## EXCERPT PROVIDED
◆ ◆ ◆ ◆ ◆ ◆ ◆

Movies post by Michelle Sinsky on February 25, 2013 - 6:25pm; tagged academy awards, hunger games, jennifer lawrence, Oscars, silver linings playbook, Winter's Bone.

Jennifer Lawrence flicking off photographers at the OscarsLast night’s Oscars ceremony was a hostile shitshow. Which is too bad, because if the night wasn’t marred by sexist jokes, all the headlines today should have been about the fabulous Jennifer Lawrence.

She contorted faces into the red carpet cameras, face-planted up the stairs in her tricky couture gown, and confessed that she literally wrecked herself with a shot of swill on an empty stomach before the post-show press question roundup. If you aren’t enamored with Jennifer Lawrence already for her steadfast refusal to take herself seriously under any circumstances, or for her acting chops, you have to concede this: when she used the arm not wrapped around her Oscar statuette to extend a middle finger on her way to the press microphone, she made the Oscars’ tedious and ugly into a platform for how she actually felt.

BOOM. I love her. She might as well have been playing cupid in the Hunger Games, loosing arrows into my heart.

Lawrence has repeatedly addressed the media’s reduction of the healthy female body to skin and bones with the self-effacing and defiant assertions to the mainstream women’s lifestyle magazines. Elle notoriously quoted her in their December cover story, “In Hollywood, I’m obese. I’m considered a fat actress. I’m Val Kilmer in that one picture on the beach.”  

As for the rest of her body, she has quickly accumulated enough physical skill to become a superhuman—without obsessing solely about her body.. In her training for the Hunger Games, she had to learn archery, hand-to-hand combat, and trained without dieting, saying “You can’t work when you’re hungry, you know?” Director David O. Russell mentioned her endurance during her Silver Linings choreography training and and yet she “wants to punch people” who talk about how much they love working out.

◆ ◆ ◆ ◆ ◆ ◆ ◆

## YOUR INSTRUCTIONS
Please reproduce the post about Jennifer Lawrence above word for word, starting with "Jennifer Lawrence flicking" and going on through "she actually felt.".

## COLLECTED DATA

◆ ◆ ◆ ◆ ◆ ◆ ◆

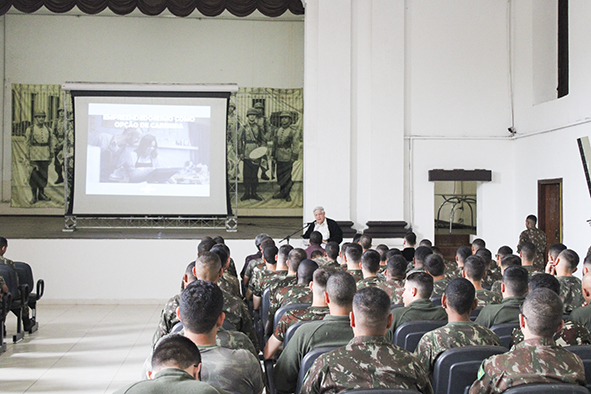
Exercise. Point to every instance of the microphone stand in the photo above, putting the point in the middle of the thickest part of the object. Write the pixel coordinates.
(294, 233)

◆ ◆ ◆ ◆ ◆ ◆ ◆

## ANSWER TO THE TASK
Jennifer Lawrence flicking off photographers at the OscarsLast night’s Oscars ceremony was a hostile shitshow. Which is too bad, because if the night wasn’t marred by sexist jokes, all the headlines today should have been about the fabulous Jennifer Lawrence.

She contorted faces into the red carpet cameras, face-planted up the stairs in her tricky couture gown, and confessed that she literally wrecked herself with a shot of swill on an empty stomach before the post-show press question roundup. If you aren’t enamored with Jennifer Lawrence already for her steadfast refusal to take herself seriously under any circumstances, or for her acting chops, you have to concede this: when she used the arm not wrapped around her Oscar statuette to extend a middle finger on her way to the press microphone, she made the Oscars’ tedious and ugly into a platform for how she actually felt.